===== EXCERPT =====

Have you purchased a knitted garment recently? If so, it was very like made on a machine from the Steiger company based in Vionnaz.
A closer look at the industry soon reveals that all elastic textiles, from stretch jeans to sportswear, are knitted rather than woven. Woollen jumpers, soft plaids and the finest socks are of course knitted. However, when it comes to delicate fabrics, it is difficult to tell whether they are woven or knitted, as the difference is almost invisible. Finding out who knits what is even more mysterious and could well involve a machine from the Steiger company, one of the world's most renowned knitting machine manufacturers.
Knitting machines have been produced in the workshops in Vionnaz, near Monthey in the Lower Valais, since 1963. CEO Pierre-Yves Bonvin tells of Steiger's move to the region: "The company founder, who was based in France, wanted to expand. The municipal authorities made him an attractive offer in order to create jobs for the village".

=====

REQUIRED WORK
Reproduce the passage about the Steiger knitting machine company word for word, from its first sentence to its last.

===== DATASET EXCERPTS =====

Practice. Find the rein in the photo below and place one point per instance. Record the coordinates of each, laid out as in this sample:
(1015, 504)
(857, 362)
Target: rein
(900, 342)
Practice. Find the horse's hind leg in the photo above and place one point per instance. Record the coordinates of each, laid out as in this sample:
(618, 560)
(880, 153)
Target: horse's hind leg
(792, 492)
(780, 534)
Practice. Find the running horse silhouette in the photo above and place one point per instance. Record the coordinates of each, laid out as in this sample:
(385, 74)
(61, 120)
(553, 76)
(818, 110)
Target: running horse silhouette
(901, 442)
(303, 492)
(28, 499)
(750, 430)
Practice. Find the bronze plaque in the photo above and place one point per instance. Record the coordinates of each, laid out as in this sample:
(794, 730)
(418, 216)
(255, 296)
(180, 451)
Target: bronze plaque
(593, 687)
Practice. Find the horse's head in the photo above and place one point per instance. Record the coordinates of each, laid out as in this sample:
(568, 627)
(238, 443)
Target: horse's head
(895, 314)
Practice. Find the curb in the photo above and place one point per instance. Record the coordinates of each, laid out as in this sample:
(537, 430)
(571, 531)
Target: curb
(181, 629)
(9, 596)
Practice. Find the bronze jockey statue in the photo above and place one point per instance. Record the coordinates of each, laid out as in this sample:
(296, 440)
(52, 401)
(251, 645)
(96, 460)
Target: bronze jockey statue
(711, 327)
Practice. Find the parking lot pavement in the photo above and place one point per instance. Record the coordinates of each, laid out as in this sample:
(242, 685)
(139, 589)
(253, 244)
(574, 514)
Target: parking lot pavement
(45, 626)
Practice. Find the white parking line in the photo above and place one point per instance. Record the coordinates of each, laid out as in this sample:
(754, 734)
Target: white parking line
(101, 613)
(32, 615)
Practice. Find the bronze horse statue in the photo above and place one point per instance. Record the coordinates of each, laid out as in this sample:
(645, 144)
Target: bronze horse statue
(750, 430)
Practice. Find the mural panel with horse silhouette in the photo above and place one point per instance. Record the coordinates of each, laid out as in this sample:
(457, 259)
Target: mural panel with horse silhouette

=====

WRITTEN SOLUTION
Have you purchased a knitted garment recently? If so, it was very like made on a machine from the Steiger company based in Vionnaz.
A closer look at the industry soon reveals that all elastic textiles, from stretch jeans to sportswear, are knitted rather than woven. Woollen jumpers, soft plaids and the finest socks are of course knitted. However, when it comes to delicate fabrics, it is difficult to tell whether they are woven or knitted, as the difference is almost invisible. Finding out who knits what is even more mysterious and could well involve a machine from the Steiger company, one of the world's most renowned knitting machine manufacturers.
Knitting machines have been produced in the workshops in Vionnaz, near Monthey in the Lower Valais, since 1963. CEO Pierre-Yves Bonvin tells of Steiger's move to the region: "The company founder, who was based in France, wanted to expand. The municipal authorities made him an attractive offer in order to create jobs for the village".